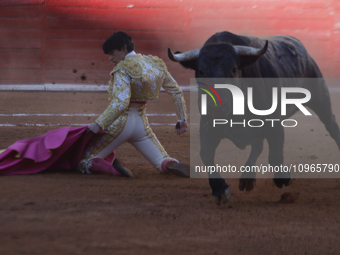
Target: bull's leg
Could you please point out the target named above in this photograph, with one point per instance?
(209, 143)
(276, 141)
(247, 180)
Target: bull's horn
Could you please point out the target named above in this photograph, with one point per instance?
(185, 56)
(250, 51)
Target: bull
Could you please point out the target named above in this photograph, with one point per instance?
(227, 55)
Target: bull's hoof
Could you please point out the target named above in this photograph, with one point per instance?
(246, 183)
(279, 182)
(223, 198)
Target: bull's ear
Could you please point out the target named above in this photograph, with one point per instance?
(245, 61)
(191, 64)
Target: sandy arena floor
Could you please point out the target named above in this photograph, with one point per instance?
(71, 213)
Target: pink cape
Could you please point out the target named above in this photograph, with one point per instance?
(57, 149)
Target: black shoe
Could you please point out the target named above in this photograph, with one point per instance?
(179, 169)
(120, 169)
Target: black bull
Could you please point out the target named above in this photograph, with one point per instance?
(226, 55)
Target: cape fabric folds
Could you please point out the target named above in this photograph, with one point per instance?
(57, 149)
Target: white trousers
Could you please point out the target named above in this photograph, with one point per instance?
(138, 133)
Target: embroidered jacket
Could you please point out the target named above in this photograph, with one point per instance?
(139, 78)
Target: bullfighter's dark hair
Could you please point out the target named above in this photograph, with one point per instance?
(117, 41)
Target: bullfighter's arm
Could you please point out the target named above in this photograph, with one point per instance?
(172, 88)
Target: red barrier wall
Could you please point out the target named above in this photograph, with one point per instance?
(59, 41)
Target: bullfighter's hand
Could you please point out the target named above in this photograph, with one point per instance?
(181, 127)
(94, 128)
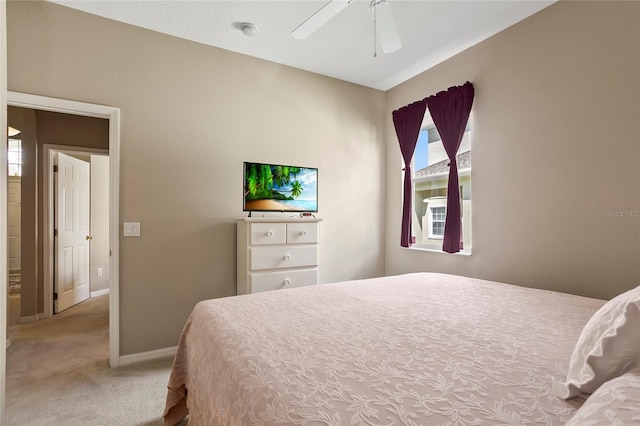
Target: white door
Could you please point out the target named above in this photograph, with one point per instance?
(72, 226)
(13, 223)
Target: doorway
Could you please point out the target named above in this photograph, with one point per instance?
(112, 114)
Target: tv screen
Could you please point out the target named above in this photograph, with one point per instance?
(280, 188)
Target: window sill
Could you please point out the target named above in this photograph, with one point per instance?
(420, 247)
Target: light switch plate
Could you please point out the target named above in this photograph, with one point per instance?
(132, 229)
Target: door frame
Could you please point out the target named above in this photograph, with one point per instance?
(48, 154)
(37, 102)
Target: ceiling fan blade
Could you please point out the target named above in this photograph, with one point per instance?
(386, 28)
(319, 18)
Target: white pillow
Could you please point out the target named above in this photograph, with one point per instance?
(616, 402)
(609, 346)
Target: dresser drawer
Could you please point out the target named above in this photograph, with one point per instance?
(266, 281)
(282, 257)
(267, 233)
(302, 233)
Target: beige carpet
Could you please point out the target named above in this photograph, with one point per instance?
(58, 374)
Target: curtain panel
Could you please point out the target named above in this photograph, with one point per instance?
(407, 121)
(450, 112)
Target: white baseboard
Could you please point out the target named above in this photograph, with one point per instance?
(147, 356)
(31, 318)
(99, 292)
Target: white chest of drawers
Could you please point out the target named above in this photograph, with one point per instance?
(276, 253)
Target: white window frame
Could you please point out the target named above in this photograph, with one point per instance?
(431, 221)
(13, 151)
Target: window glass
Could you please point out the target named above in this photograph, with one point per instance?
(430, 181)
(14, 156)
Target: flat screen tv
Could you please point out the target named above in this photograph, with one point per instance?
(280, 188)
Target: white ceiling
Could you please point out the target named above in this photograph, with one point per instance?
(431, 31)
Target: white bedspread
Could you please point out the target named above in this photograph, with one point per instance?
(415, 349)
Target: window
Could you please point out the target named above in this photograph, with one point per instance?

═══

## [ASSIGNMENT]
A picture-free version of all the records, repeated exactly, is what to return.

## [EXERCISE OUTPUT]
Target: bull's leg
Could you please point out the target named above in this photograph, with one point per instance?
(209, 143)
(276, 141)
(247, 180)
Target: bull's horn
Could you please point out the target named above in this photograph, with one point per instance?
(185, 56)
(250, 51)
Target: bull
Could you please point out the target named above in this photograph, with one point per instance?
(227, 55)
Target: bull's hoof
Could you please point out the target named above in this photograph, with one point per instance?
(246, 183)
(279, 182)
(223, 198)
Target: bull's ear
Could you please point out the target named above in this photograph, with one point per instance?
(245, 61)
(191, 64)
Target: sandy arena floor
Could you please point out the target named above in this photograph, with one point per instance?
(71, 213)
Target: pink cape
Could you please point out the target named above in this photograph, with one point per instance?
(57, 149)
Target: black shoe
Could you please point out the target named above in this photograph, with one point per instance?
(179, 169)
(120, 169)
Target: black bull
Could you please point out the target named above in this photograph, with one point per instance?
(226, 55)
Target: cape fabric folds
Could you please point out the target named above in this photograph, with one point per instance?
(57, 149)
Target: white trousers
Could you please point out the target named above in this photograph, with one point per instance?
(138, 133)
Target: embroidered jacket
Could you please point out the target named above in this photograph, with one point per instance?
(139, 78)
Target: bullfighter's dark hair
Could you please point out the target named above in this photograph, with one point per instance?
(117, 41)
Target: bullfighter's arm
Could you please point out the target named above in this photograph, with one point per instance?
(172, 88)
Target: red barrier wall
Could you please point out the target named above in this photograph, with one point per instance?
(59, 41)
Target: bullfighter's hand
Could you please point out the target named above in this photograph, with one point per instance?
(181, 127)
(94, 128)
Target: white door
Could you please point out the target named above in this photograph, with one point per instance?
(72, 226)
(13, 223)
Target: doorway
Could you please point out the target named above in this photograph, with one point per instance?
(112, 114)
Target: tv screen
Could you please point out the target named above in this photograph, with one point per instance?
(280, 188)
Target: window sill
Could you please point out the target named above in this photograph, with one point per instance?
(420, 247)
Target: light switch plate
Could you please point out the target named above in this photograph, with one point per instance?
(132, 229)
Target: door frame
Could you please point out the target named above in this photograph, with one point per instance?
(48, 154)
(37, 102)
Target: ceiling fan blade
Could you please point out the target named above in this photograph, with one point per instance?
(386, 28)
(319, 18)
Target: white pillow
Could you please point out the target named above in this photograph, with one point per instance?
(616, 402)
(609, 346)
Target: dresser drawer
Could you please point out the target named above in this photograph, with one point per instance?
(266, 281)
(282, 257)
(267, 233)
(302, 233)
Target: beige carpet
Could you please point out the target named above in this photograph, with one point per instance?
(58, 374)
Target: curtain panel
Could you please point out the target named above in this photograph, with one point per instance?
(407, 121)
(450, 112)
Target: white baseboard
Could you please point out the target named above in this photograph, with one point per instance?
(147, 356)
(31, 318)
(99, 292)
Target: white chest of drawers
Could you please point out the target named above in this photograph, with one point per instance?
(276, 253)
Target: white window frame
Could you please point out the target named above in this photograph, with one point per instance?
(431, 221)
(13, 151)
Target: window glass
Could you please point out the target named above in this photograph, with one point per instance?
(430, 181)
(14, 156)
Target: flat screen tv
Could you please point out the target named above in this photograph, with one point per instance?
(280, 188)
Target: white ceiling
Could you please point out the target named above in this photograph, with one point per instance?
(431, 31)
Target: white bedspread
Could you please point out the target named above in this photograph, with one point per instance?
(415, 349)
Target: window
Could you please point out the target named above in this photograph, with one point per instance?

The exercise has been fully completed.